WHAT YOU WILL DO. Every line from the one with "Return one point for each instance of the claw." to the one with "Return one point for each instance of the utility", including those two, is to be copied exactly; all other lines of the entries below are left out.

DATA.
================

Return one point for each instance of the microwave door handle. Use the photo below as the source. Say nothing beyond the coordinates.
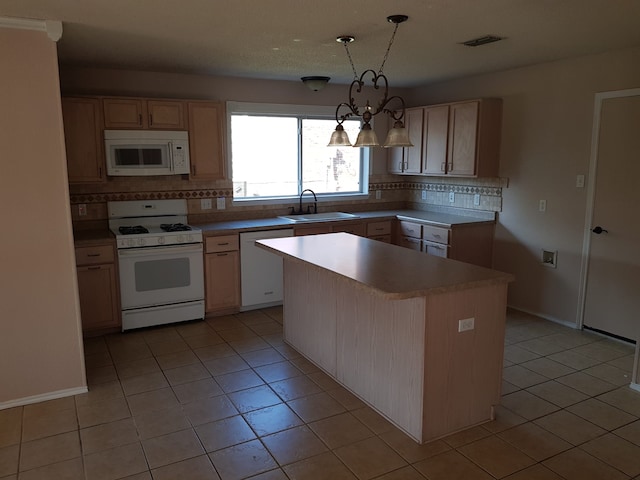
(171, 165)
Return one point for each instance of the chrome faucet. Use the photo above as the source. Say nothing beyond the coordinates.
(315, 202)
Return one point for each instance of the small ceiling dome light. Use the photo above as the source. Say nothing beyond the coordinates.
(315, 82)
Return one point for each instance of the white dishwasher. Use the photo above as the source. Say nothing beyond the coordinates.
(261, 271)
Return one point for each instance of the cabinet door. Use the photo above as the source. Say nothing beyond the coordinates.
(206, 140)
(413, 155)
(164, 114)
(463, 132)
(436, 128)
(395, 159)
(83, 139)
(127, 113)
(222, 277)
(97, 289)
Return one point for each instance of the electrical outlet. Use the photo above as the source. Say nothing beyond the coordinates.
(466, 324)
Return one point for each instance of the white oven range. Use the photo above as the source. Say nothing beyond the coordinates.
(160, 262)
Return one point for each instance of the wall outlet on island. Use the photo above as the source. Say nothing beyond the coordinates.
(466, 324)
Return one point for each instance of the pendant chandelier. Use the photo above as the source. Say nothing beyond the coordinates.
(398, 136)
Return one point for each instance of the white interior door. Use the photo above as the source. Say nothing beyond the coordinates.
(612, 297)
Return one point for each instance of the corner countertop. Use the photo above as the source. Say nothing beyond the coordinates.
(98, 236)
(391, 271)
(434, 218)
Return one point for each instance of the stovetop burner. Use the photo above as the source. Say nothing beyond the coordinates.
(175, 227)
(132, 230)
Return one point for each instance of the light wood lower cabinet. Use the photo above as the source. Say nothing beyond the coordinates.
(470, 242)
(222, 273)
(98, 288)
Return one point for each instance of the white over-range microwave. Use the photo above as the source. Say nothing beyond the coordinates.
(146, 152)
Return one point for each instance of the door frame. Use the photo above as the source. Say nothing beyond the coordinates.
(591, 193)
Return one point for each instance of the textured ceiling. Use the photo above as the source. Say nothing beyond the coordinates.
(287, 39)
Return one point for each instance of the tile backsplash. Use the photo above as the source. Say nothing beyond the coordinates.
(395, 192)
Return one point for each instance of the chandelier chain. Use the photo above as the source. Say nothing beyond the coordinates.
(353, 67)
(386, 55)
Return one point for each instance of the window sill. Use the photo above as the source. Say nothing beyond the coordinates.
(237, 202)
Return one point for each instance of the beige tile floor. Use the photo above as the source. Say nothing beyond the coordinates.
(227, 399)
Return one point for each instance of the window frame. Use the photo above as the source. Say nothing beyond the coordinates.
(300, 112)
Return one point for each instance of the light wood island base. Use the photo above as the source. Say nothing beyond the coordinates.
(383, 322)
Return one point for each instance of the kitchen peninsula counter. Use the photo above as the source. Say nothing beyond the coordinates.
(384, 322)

================

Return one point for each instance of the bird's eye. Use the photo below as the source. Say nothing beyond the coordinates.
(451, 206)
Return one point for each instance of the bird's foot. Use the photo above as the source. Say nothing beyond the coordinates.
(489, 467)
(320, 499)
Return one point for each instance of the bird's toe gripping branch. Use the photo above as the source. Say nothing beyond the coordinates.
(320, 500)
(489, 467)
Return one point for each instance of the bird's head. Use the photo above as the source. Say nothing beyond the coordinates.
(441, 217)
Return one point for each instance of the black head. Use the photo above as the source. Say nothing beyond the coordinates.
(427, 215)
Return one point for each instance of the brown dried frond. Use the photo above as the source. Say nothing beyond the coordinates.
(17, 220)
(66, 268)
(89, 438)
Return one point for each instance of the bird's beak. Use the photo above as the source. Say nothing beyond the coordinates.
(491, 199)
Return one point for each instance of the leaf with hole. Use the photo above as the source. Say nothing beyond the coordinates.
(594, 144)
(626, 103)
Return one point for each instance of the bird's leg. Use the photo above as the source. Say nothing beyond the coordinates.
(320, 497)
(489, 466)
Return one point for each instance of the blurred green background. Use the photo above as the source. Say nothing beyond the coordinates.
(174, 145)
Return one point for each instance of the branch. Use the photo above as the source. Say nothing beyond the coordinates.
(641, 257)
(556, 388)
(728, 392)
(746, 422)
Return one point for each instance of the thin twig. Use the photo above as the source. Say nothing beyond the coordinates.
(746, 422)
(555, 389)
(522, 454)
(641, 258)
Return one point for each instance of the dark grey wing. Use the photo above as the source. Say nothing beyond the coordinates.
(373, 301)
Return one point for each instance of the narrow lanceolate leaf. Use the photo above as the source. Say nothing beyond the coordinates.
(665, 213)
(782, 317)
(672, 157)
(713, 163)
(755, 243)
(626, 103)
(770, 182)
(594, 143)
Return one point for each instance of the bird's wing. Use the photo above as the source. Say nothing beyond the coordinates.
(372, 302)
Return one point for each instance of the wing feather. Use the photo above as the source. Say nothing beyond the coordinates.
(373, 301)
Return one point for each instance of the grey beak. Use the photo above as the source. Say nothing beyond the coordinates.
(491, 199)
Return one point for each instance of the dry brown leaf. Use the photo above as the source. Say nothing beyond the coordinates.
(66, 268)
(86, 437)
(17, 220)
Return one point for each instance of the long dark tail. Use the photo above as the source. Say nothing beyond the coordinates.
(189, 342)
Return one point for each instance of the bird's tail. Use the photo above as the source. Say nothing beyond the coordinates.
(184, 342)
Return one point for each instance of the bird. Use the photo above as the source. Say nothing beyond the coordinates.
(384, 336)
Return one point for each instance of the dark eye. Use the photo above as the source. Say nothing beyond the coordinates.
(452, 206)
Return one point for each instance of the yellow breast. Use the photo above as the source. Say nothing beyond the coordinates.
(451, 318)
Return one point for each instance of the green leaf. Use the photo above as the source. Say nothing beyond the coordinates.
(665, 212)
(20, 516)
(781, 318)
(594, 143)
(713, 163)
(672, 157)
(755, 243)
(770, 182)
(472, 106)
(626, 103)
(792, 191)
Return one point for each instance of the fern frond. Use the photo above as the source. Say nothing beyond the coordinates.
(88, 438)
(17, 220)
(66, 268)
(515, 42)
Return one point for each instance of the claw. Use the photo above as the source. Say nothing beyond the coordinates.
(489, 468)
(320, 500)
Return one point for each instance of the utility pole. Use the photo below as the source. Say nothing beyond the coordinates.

================

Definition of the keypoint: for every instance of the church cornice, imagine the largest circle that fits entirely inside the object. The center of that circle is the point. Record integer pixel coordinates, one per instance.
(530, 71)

================

SOLUTION TO THIS EXERCISE.
Return one point for each instance of the claw. Use the photo above as the source. Say nothing beyond the coordinates.
(489, 468)
(320, 500)
Return one point for each instance of the utility pole. Use the photo below as the source. Say nothing beyond the coordinates.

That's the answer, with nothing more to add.